| ACTIVITY |
Pick up the blog post on storytelling in trial advocacy after its last sentence and continue writing it.

Category Archives: Advocacy


I’ve written several times about storytelling and its essential involvement in every trial lawyer’s advocacy.  My most recent post was:  A recent article reminded me again  about the importance of storytelling to trial lawyers.

We have all heard about how we should present our cases as stories. We know the emphasis Gerry Spence has put upon telling our case as a client’s story. He has rightfully observed that humans are “hard wired” for stories. Yet, it has been my experience that when the subject is storytelling the great majority of trial lawyers only see it as simply one of many tools available. They think that it is probably helpful but not that it is required as the best possible way to present their case. They echo the significance of storytelling, but rarely make an effort to do so. The necessity of storytelling, however, isn’t lost on the scientific and business community.

The December 13th New York Times featured an article by Alina Urgent: Storytelling Your Way to a Better Job or a Stronger Startup. The article advocated storytelling as best way to present your case for something you want. It described how advertisers incorporate storytelling into their commercials. The idea is important enough that there are people who are story coaches for business leaders and others. One coach works with companies including American Express, PBS and Random House charging $1800-$3500 for workshops and $500-$5000 for one on one training. Another charges $6000-$25,000 for speeches and training for corporations about storytelling. Clearly the business world and others are convinced about the value of storytelling.

Human beings have communicated by stories since they first could communicate.  Storytelling has been called “a strategic tool with irresistible power” by the Harvard business review. The power of storytelling to attract and even manipulate is well-known and well established. However the reason for its appeal has not always been clear. Research now suggests the answer is that storytelling promotes a hormone in the brain that unconsciously creates empathy.

Studies indicate a connection with storytelling and the production in the brain of a hormone “oxytocin.” The hormone is produced by the hypothalamus in the brain. It plays an important role in the neuroanatomy of intimacy, specifically in sexual reproduction of both sexes. It is often referred to as the “trust hormone” that is involved in social relationships. New research suggests that oxytocin plays a crucial part in promoting trust and empathy towards others and has also been called the “bonding hormone.”

| DATA PROVIDED |

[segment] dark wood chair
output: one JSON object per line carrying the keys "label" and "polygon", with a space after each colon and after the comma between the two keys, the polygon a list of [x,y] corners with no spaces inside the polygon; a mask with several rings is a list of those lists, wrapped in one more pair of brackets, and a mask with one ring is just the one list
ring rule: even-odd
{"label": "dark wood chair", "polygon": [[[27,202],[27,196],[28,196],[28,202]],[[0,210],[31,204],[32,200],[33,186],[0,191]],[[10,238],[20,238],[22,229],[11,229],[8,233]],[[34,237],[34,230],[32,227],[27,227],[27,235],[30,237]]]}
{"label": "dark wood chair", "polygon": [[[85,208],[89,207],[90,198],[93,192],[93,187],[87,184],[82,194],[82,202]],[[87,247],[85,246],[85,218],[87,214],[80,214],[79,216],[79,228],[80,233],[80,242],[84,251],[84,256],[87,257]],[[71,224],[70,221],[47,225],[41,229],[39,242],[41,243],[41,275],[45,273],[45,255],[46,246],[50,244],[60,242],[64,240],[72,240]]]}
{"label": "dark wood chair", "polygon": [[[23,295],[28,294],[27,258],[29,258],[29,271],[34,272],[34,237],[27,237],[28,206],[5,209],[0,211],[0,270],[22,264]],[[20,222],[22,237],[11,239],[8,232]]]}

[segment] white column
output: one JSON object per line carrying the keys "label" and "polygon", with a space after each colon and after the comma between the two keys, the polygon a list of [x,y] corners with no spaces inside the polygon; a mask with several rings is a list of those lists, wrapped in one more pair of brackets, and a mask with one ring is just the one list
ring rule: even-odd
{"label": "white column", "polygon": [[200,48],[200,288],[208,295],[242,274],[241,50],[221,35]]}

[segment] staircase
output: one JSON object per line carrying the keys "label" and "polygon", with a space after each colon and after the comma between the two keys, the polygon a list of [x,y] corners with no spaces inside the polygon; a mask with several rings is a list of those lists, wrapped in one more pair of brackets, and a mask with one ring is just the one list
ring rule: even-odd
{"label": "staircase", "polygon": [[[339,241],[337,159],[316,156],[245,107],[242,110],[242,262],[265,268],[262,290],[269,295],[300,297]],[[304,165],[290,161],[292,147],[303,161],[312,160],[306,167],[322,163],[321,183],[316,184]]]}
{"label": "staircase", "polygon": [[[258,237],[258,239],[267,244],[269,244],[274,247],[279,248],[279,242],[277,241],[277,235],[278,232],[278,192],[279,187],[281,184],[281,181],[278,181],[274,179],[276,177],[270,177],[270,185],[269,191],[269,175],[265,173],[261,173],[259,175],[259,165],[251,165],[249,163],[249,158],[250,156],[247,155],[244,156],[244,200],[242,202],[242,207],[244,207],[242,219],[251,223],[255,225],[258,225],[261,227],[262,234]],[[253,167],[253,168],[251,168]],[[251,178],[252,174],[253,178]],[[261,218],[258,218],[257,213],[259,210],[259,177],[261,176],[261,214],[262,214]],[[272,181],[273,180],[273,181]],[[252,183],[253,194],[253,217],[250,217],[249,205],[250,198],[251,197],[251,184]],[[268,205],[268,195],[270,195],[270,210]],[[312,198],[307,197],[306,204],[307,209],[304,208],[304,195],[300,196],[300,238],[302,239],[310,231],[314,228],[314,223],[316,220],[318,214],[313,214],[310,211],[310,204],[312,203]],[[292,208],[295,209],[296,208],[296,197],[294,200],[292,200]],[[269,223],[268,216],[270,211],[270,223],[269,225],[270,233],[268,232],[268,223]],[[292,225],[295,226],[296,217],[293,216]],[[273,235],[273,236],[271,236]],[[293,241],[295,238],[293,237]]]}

| EXPECTED ANSWER |
Research shows that storytelling promotes the release of oxytocin in the brain. One study involved Paul Zak, professor of economics, psychology and management at Claremont graduate University. He studies oxytocin. To see the impact of storytelling on oxytocin, Professor. Zak conducted an often cited experiment. Participants had blood drawn measuring the level of oxytocin first and then watched videos of stories about things like giving to charities. After watching the videos they had their blood drawn again and another measurement made of oxytocin levels. All of the participants had a significant increase in oxytocin after watching the video stories.

In another study the question of what makes a good story was conducted by a professor at John’s Hopkins University. It involved his graduate students in reviewing two years of Super Bowl commercials. The team coded each of the Super Bowl commercials with a well-known outline for successful stories, Freytag’s Pyramid. In 1863 Gustav Freytag analyzed stories and novels for a common pattern and created a pyramid of steps or acts. Act one, scene setting; Act two rising action; Act three, the climax and turning point; Act four, the reversal and falling action; and Act five the conclusion or moment of last suspense. When the analysis of the Super Bowl commercials was finished it was found that there was a direction correlation of liking or not liking the commercials by TV watchers and the pyramid outline. The most popular followed the outline and the least popular only some of it. They reviewed how consumers had rated the commercials on social media. Using this study they were able to accurately predict the most popular commercial for the next Super bowl.

The story has to be told right to be compelling. A well told story has a structure with a defined beginning, middle and end. Experts say the reason many stories we tell don’t work is that as adults, we tend to judge, analyze and explain and experience, rather than simply tell what happened. Good stories are detailed, honest and personal. Stories we particularly like usually involve some sort of vulnerability without too much emotion. The article points out that: “You can have a multimillion dollar movie that bombs and a brilliant five acts story in 30 seconds”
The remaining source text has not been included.